## begin The data
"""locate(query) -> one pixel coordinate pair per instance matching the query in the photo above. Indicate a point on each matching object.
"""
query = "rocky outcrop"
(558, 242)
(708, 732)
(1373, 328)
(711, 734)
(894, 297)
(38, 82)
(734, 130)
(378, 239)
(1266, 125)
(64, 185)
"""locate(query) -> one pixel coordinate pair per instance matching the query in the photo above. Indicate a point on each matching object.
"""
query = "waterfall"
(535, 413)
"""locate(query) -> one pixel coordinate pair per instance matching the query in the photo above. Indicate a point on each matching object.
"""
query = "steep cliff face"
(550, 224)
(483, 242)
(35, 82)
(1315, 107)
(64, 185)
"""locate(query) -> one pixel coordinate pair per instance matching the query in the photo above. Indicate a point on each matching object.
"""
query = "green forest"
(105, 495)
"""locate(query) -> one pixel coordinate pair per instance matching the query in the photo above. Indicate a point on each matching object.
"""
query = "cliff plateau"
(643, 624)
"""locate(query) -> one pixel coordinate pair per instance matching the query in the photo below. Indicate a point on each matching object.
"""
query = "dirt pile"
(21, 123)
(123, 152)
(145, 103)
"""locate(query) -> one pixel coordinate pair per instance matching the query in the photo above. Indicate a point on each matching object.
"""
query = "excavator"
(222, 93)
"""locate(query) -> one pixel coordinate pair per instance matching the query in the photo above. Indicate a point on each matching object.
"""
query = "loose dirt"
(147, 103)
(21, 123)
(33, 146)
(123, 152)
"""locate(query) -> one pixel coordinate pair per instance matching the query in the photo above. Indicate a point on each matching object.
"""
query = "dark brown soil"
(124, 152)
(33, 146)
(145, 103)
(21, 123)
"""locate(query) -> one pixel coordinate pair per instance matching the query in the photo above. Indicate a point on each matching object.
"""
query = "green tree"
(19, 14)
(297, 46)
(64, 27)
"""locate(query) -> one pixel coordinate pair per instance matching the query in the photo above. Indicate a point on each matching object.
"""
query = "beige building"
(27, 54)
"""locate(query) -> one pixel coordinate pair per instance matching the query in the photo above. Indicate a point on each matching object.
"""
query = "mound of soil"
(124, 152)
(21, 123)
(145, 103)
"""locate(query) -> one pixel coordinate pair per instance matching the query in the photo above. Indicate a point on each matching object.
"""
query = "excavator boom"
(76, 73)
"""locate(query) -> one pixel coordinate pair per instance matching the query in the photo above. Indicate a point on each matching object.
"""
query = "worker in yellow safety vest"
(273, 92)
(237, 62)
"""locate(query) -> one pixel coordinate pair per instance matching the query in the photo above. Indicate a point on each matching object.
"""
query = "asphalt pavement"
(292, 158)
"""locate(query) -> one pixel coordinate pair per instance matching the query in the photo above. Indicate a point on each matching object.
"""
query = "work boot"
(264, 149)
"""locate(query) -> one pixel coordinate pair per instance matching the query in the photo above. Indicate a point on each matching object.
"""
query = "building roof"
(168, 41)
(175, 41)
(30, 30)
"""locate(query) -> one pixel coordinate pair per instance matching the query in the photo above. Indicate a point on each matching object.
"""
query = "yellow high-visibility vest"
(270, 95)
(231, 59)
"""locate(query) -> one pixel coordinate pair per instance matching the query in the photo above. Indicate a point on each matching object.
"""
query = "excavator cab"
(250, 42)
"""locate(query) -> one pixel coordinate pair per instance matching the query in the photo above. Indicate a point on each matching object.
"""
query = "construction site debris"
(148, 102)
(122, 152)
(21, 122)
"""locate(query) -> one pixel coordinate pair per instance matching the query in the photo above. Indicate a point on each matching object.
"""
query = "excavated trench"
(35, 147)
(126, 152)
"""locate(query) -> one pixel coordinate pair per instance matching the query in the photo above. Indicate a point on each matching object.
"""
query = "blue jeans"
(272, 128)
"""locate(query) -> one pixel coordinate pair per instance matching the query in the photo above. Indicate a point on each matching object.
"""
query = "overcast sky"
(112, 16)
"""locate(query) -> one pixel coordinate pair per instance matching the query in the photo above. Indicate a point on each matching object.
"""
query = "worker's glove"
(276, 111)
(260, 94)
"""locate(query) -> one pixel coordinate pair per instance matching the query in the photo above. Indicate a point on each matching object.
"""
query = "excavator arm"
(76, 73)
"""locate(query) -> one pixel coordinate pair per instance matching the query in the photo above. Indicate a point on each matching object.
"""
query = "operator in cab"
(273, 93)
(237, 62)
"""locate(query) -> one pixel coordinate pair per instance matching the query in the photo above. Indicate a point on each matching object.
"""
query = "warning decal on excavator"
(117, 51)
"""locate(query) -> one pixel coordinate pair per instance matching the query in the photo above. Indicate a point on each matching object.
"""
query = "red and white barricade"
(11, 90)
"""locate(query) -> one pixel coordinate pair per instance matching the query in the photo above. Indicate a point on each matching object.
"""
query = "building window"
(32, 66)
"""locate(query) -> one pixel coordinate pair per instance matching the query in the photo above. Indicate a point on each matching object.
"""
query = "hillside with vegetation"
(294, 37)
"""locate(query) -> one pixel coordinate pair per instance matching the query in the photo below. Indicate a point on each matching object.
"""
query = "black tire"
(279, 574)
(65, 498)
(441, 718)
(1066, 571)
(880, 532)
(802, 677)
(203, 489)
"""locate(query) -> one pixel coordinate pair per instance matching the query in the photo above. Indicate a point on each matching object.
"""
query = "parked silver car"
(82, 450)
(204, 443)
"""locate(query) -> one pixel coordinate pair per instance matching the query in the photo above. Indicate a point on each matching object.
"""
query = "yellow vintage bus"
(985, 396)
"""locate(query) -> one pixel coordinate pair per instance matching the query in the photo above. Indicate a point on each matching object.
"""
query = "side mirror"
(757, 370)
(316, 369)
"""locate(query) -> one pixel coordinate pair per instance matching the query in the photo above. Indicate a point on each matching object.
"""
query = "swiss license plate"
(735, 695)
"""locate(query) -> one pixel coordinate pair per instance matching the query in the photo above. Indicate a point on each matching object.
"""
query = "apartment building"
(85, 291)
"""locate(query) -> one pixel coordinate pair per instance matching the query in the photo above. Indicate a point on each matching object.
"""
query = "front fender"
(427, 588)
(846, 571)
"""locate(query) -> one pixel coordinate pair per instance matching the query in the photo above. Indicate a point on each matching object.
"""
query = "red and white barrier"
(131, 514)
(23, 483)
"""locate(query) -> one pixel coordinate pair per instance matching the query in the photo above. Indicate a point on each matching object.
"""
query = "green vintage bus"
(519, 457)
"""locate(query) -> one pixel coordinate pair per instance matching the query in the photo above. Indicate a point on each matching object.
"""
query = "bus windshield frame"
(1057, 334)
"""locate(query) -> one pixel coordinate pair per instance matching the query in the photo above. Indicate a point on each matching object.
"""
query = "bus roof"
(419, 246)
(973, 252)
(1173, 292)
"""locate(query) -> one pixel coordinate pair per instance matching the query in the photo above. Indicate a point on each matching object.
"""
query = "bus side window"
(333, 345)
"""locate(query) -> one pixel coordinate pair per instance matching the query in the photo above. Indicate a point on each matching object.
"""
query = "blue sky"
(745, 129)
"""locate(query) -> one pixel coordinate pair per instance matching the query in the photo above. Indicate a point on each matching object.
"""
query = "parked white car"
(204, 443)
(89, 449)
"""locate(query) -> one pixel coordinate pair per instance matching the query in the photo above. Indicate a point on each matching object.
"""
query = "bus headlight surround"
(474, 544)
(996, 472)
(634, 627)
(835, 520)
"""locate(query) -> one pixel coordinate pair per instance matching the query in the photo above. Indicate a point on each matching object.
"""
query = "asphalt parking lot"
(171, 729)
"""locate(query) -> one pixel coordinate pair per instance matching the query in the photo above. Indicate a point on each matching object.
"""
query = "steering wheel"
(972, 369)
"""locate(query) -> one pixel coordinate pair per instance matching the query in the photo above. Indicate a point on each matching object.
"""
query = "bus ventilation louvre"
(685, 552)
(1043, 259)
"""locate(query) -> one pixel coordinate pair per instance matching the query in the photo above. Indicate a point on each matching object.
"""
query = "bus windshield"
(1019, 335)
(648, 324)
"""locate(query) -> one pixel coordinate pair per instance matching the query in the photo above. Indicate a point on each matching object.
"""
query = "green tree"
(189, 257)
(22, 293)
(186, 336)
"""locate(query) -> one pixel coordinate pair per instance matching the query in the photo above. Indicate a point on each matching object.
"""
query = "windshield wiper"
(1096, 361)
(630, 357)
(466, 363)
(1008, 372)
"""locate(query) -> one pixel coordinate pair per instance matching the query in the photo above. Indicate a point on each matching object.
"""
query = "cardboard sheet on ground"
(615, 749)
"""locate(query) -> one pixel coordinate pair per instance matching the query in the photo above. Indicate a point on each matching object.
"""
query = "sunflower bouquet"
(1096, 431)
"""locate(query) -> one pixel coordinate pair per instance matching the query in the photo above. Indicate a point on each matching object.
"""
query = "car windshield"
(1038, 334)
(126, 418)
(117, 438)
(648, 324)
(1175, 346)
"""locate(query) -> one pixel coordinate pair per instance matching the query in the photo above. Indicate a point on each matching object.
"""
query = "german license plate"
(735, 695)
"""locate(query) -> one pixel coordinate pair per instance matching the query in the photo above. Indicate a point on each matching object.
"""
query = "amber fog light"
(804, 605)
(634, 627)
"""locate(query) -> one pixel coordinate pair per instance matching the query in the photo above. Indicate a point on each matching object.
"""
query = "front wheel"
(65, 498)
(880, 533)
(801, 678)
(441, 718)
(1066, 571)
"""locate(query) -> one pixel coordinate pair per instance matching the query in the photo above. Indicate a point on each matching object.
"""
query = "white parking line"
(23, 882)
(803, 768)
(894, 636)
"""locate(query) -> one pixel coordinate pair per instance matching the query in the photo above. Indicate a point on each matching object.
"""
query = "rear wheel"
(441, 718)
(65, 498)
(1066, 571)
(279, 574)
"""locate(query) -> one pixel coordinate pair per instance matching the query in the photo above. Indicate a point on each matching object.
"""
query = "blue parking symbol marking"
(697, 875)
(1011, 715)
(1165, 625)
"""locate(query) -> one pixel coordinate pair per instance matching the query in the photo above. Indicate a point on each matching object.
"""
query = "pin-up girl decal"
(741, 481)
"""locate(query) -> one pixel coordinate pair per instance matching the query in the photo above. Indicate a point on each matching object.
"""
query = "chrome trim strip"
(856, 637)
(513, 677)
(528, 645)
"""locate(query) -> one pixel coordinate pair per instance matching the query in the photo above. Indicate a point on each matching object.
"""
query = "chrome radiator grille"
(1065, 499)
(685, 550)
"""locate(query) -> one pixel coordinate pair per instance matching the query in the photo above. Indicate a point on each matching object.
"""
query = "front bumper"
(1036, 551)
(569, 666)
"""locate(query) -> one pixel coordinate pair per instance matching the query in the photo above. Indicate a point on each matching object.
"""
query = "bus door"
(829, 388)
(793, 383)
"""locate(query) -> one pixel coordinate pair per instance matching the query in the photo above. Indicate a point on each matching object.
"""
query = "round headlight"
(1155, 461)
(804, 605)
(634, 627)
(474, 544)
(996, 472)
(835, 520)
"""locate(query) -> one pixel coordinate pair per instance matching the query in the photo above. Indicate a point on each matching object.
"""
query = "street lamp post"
## end The data
## Given exercise
Filter the data above and copy out every line that contains the word "front", matching its case exactly.

## Solution to this problem
query = "front fender"
query = "front wheel"
query = "front bumper"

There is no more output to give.